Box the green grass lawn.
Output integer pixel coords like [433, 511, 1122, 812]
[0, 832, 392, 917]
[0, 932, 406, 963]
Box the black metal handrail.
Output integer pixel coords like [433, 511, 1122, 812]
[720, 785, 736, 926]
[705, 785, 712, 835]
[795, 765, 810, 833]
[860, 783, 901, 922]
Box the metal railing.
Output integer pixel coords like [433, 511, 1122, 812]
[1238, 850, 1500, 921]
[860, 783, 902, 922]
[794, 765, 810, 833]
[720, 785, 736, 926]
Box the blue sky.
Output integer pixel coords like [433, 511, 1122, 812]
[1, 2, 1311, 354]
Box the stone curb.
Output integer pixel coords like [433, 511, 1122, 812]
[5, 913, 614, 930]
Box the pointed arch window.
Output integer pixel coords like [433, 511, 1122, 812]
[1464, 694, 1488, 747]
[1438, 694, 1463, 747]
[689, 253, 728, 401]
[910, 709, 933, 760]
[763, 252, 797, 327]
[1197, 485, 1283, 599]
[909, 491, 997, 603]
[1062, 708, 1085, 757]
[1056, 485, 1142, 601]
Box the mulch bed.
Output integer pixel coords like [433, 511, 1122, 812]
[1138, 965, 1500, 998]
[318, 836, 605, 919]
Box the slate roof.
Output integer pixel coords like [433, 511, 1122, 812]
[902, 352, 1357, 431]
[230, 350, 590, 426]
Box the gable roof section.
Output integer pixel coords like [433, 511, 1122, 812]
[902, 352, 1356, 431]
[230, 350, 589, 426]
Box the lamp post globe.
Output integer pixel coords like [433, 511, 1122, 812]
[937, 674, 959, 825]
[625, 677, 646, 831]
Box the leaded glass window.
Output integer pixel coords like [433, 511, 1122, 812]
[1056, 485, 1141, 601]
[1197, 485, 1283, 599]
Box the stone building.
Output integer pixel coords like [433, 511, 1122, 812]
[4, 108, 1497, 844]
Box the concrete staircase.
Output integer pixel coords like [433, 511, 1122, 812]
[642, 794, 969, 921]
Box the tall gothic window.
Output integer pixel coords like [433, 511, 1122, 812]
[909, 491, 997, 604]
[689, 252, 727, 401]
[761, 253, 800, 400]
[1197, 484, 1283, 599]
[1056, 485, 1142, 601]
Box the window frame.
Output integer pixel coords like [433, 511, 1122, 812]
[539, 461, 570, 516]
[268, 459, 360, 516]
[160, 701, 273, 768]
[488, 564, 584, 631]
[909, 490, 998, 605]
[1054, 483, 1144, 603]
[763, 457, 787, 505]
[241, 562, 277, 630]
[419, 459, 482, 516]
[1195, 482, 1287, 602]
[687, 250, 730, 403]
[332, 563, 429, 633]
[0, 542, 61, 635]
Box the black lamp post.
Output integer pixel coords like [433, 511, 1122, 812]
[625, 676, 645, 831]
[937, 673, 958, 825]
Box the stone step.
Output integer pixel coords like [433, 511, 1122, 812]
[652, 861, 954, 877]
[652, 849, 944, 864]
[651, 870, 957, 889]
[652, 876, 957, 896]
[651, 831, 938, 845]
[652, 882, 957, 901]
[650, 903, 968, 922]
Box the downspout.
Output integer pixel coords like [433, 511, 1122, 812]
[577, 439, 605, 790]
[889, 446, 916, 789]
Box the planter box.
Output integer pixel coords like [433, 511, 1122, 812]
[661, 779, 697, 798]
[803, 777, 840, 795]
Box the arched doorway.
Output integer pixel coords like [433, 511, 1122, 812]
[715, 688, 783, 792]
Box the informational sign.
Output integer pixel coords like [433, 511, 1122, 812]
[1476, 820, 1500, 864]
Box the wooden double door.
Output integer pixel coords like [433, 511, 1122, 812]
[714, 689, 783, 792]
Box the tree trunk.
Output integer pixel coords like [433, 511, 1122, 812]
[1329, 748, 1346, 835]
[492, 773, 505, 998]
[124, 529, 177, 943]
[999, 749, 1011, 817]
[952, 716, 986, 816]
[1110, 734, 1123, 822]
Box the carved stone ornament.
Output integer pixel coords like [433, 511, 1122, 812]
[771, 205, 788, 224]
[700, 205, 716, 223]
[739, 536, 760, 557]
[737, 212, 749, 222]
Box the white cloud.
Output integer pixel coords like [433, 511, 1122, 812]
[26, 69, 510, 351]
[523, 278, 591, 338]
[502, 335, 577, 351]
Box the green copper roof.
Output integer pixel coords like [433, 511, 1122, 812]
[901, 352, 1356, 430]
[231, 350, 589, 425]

## ASSIGNMENT
Where a line of the entries contains "metal", report that line.

## WRITTEN REPLY
Box the black metal handrail.
Box the metal railing.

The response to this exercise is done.